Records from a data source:

********

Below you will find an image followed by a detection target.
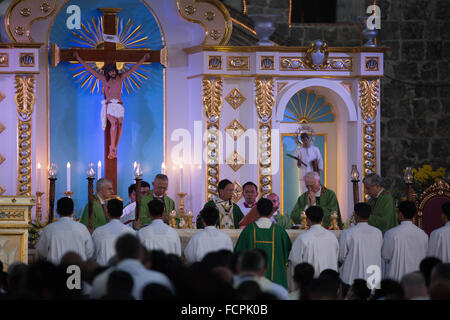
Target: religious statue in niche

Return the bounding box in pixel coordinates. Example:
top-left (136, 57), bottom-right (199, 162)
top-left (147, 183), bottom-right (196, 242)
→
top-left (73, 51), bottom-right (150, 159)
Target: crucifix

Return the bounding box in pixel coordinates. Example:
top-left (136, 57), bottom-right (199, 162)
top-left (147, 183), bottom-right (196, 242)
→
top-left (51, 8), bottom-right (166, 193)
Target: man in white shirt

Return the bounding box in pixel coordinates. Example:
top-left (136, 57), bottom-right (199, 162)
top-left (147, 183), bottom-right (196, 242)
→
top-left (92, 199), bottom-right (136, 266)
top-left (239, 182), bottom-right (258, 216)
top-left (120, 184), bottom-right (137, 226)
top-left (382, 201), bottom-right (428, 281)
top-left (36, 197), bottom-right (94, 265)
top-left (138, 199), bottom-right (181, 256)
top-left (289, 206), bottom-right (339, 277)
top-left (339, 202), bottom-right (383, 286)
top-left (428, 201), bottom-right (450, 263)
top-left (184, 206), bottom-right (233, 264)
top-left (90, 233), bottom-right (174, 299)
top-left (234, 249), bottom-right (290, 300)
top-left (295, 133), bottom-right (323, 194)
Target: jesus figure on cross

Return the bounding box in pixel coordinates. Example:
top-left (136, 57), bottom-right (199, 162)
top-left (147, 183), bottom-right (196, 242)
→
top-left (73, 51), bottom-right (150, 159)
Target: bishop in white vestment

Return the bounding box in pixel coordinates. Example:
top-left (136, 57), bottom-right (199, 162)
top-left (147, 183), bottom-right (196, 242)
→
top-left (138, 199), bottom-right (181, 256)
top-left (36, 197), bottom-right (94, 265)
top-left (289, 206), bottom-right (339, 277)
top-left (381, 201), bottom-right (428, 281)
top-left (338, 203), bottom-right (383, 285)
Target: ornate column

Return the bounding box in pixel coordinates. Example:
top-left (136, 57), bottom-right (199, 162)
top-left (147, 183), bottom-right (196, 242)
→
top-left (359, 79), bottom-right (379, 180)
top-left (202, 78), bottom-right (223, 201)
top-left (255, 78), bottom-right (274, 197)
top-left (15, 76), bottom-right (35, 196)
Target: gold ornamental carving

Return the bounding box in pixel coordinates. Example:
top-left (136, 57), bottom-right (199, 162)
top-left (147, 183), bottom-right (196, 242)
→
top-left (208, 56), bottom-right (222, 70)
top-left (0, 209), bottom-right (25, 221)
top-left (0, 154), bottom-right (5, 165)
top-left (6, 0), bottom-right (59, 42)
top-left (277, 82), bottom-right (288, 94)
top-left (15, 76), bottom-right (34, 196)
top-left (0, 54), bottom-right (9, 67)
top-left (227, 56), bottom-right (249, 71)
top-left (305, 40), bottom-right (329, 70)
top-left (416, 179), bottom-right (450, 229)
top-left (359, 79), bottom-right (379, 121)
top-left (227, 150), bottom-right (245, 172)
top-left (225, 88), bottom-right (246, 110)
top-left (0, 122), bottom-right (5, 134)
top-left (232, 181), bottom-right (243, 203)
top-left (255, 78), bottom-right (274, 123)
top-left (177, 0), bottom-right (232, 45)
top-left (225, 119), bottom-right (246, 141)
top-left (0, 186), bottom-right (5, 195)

********

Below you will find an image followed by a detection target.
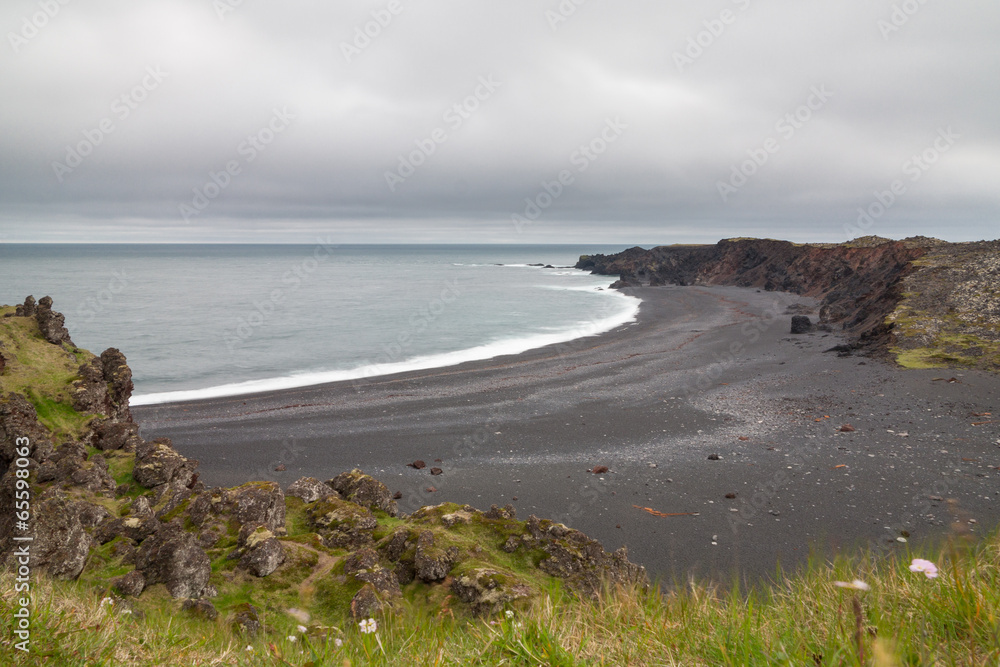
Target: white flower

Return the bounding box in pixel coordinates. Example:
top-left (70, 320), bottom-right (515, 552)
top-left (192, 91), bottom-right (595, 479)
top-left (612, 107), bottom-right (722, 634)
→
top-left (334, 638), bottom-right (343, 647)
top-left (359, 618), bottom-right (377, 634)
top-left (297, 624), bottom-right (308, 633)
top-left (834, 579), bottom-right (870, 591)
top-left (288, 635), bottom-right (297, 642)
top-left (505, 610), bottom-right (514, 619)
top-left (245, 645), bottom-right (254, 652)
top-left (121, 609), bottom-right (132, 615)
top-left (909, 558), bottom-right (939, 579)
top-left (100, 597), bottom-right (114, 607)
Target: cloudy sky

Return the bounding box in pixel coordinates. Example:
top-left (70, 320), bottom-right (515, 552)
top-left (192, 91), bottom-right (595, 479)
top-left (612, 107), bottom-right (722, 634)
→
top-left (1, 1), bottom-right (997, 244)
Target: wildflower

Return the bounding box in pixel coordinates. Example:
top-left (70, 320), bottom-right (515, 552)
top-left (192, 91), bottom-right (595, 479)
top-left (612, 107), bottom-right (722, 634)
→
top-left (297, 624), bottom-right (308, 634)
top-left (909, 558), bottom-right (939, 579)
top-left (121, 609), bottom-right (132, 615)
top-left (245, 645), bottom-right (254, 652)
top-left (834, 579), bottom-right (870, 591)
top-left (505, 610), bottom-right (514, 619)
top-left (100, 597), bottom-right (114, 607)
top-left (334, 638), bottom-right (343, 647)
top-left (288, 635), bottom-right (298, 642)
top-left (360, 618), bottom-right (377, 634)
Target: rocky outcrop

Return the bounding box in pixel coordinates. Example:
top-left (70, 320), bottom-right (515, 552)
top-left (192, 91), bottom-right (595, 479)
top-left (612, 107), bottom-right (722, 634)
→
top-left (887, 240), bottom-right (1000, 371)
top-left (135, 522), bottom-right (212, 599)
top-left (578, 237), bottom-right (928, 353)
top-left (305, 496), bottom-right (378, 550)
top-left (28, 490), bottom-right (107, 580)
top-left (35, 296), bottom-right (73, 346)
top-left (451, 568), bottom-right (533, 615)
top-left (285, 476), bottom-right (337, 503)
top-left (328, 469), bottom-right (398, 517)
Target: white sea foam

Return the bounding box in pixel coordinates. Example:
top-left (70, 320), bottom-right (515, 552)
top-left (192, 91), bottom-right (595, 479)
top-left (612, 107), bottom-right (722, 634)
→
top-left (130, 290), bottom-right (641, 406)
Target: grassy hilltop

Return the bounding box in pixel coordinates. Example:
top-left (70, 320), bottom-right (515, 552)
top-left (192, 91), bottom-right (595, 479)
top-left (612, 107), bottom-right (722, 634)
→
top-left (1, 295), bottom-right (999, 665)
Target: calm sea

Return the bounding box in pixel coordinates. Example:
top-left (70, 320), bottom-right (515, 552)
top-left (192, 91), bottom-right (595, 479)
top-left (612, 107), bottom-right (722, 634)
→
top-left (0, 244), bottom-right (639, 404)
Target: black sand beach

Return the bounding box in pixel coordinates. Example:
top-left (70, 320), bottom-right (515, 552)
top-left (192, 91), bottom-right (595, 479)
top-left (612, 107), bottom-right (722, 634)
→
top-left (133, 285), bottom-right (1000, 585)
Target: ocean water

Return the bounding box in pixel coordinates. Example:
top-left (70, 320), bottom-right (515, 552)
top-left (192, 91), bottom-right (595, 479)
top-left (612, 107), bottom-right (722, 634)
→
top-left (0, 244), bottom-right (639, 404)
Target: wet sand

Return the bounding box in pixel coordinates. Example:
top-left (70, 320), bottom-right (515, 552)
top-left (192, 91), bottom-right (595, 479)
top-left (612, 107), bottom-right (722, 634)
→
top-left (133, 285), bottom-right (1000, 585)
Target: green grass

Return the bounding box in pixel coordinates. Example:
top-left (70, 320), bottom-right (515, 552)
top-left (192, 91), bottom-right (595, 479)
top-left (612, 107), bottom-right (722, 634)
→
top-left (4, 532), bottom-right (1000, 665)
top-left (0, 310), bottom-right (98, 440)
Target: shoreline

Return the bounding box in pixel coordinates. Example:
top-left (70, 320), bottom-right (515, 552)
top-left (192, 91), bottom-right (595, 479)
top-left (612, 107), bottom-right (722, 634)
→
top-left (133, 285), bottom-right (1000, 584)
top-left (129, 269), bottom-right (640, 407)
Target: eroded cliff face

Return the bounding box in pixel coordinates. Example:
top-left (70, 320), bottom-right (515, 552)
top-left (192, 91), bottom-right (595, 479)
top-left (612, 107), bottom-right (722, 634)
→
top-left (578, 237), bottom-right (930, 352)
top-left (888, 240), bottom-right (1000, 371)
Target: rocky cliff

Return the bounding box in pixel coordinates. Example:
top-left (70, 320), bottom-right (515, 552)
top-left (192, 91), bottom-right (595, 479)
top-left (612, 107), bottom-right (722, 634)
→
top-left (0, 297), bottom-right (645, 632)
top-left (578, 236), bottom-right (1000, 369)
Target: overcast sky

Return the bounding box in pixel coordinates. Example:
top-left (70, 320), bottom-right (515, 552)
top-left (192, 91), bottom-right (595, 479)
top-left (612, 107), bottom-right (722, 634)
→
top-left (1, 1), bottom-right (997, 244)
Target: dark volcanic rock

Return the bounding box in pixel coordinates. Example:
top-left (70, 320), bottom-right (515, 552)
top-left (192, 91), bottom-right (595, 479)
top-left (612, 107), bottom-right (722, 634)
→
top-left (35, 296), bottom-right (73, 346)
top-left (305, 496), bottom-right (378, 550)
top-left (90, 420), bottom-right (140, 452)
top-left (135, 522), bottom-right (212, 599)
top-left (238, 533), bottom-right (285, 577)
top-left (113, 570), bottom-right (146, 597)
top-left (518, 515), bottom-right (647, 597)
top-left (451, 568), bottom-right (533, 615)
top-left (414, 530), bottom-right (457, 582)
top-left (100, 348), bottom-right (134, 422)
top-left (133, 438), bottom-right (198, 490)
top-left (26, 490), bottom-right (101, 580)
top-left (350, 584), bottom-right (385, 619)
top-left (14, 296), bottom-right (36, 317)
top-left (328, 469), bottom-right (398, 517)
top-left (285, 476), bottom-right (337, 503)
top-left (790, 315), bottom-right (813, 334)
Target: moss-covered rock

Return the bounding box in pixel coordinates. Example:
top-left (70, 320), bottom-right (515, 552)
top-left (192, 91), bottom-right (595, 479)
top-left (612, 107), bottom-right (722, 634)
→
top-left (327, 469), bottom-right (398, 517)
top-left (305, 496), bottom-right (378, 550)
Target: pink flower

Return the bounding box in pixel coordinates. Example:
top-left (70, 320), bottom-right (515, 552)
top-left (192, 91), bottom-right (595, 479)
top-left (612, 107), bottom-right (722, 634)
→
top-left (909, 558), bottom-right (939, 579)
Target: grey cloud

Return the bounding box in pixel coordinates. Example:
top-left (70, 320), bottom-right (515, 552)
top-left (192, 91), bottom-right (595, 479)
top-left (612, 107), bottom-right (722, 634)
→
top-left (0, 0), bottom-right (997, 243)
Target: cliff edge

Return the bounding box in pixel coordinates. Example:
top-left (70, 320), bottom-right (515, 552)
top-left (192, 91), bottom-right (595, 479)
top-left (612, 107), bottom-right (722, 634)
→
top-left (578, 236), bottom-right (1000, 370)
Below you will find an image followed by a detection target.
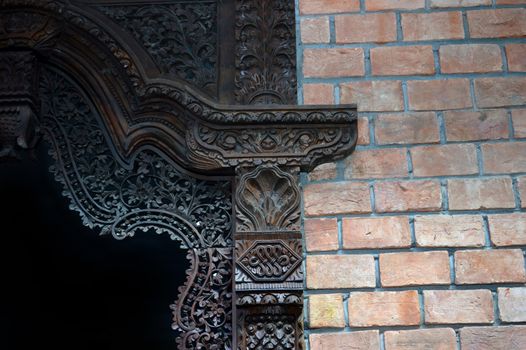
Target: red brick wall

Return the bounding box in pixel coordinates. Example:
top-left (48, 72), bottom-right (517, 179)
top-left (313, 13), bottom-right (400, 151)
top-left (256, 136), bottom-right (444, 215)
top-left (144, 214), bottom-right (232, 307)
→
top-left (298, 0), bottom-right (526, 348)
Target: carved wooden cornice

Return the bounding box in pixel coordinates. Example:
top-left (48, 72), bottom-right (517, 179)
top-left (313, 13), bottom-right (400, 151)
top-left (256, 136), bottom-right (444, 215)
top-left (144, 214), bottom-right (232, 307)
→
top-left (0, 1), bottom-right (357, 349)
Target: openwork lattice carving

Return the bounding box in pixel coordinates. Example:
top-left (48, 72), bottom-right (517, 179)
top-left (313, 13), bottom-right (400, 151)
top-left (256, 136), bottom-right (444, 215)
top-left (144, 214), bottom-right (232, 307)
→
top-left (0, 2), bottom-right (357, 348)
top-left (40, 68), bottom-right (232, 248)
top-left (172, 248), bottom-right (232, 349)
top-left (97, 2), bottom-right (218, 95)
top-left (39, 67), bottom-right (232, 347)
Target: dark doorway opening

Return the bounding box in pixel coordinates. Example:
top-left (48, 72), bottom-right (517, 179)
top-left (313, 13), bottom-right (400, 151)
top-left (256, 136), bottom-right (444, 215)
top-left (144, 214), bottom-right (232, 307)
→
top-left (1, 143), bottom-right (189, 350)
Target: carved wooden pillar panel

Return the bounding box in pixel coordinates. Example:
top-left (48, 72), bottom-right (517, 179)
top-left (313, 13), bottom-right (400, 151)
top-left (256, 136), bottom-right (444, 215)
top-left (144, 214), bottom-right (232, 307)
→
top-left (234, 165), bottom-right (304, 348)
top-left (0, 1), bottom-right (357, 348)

********

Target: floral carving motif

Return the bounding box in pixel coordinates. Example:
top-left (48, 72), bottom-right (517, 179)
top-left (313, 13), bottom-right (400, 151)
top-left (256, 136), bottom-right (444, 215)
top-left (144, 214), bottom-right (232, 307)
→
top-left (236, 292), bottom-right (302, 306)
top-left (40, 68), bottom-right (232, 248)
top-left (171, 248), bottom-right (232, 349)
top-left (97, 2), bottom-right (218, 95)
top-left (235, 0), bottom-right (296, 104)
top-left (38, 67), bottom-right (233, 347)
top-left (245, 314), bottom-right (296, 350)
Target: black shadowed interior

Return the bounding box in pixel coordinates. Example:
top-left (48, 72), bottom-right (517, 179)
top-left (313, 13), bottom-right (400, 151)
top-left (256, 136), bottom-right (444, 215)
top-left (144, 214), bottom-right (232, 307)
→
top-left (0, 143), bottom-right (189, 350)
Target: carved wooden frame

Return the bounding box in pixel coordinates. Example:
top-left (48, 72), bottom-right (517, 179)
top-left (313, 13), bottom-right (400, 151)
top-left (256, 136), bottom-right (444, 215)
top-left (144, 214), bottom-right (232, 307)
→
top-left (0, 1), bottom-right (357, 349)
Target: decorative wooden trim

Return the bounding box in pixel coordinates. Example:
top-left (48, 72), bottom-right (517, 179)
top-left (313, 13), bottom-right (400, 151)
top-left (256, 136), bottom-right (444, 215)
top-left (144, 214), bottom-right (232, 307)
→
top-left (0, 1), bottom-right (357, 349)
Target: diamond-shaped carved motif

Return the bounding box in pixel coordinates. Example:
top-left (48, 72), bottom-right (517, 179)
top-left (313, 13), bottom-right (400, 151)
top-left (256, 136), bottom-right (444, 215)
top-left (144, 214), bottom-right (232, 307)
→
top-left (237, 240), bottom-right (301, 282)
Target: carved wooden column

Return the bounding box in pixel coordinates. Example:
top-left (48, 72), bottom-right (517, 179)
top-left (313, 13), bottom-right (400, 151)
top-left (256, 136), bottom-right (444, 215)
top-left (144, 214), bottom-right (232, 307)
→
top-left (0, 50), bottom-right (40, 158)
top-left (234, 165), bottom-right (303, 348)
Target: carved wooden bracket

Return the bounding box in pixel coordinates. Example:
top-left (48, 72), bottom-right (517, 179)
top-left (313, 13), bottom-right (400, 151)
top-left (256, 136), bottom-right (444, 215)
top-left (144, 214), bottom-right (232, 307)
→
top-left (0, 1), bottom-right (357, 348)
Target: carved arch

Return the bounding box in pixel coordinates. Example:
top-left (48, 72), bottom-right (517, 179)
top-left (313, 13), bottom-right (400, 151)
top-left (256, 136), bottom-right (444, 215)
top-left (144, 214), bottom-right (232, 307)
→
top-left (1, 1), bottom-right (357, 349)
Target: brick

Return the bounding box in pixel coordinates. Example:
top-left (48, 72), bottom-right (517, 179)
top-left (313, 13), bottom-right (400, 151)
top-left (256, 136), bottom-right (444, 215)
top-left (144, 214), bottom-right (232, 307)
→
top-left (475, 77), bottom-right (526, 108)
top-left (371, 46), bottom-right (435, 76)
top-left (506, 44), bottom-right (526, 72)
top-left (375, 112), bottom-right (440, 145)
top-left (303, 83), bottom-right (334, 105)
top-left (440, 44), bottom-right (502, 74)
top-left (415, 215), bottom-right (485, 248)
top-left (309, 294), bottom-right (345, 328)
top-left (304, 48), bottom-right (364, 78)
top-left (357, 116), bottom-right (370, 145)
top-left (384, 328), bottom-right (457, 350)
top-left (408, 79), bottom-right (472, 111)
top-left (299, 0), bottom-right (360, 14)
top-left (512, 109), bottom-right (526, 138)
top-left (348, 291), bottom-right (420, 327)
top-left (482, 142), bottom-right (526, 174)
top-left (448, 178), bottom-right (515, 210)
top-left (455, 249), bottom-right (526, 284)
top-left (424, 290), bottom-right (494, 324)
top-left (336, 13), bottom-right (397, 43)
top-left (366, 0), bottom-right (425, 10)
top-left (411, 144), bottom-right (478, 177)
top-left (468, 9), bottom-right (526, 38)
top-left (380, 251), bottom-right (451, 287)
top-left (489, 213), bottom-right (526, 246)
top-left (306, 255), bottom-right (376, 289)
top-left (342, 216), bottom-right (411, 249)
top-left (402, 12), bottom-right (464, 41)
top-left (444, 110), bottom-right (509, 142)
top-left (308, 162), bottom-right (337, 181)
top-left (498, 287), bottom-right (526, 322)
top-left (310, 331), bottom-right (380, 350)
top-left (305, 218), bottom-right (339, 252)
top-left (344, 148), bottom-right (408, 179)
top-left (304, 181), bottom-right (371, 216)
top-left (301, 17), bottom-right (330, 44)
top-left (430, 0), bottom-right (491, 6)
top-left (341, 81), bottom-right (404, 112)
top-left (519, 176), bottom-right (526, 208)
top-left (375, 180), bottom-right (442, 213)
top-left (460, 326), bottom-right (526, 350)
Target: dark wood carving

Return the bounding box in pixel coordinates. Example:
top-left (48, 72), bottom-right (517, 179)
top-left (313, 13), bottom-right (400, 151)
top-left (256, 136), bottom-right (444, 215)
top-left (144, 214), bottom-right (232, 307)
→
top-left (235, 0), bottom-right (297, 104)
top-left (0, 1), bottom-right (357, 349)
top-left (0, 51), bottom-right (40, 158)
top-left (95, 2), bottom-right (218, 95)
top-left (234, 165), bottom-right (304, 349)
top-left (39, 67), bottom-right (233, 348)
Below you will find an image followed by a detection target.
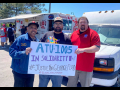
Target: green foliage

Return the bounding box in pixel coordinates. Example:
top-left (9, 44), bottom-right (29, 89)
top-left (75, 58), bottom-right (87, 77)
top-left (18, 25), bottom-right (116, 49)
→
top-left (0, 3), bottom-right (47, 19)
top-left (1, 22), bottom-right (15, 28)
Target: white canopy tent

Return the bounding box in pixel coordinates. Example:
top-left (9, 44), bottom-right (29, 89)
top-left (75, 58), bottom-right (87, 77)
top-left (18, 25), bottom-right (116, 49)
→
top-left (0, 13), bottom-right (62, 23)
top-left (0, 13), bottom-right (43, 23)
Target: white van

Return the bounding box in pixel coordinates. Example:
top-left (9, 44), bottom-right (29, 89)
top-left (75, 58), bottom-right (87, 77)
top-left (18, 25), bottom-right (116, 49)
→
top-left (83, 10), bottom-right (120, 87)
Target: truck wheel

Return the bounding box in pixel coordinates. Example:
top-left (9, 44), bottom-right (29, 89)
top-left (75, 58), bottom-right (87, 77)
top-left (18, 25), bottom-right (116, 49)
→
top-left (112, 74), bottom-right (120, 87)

********

Task prompt:
If a line in the entries above contains the word "black", copy it.

Exercise response:
Target: black sand beach
Target: black shadowed interior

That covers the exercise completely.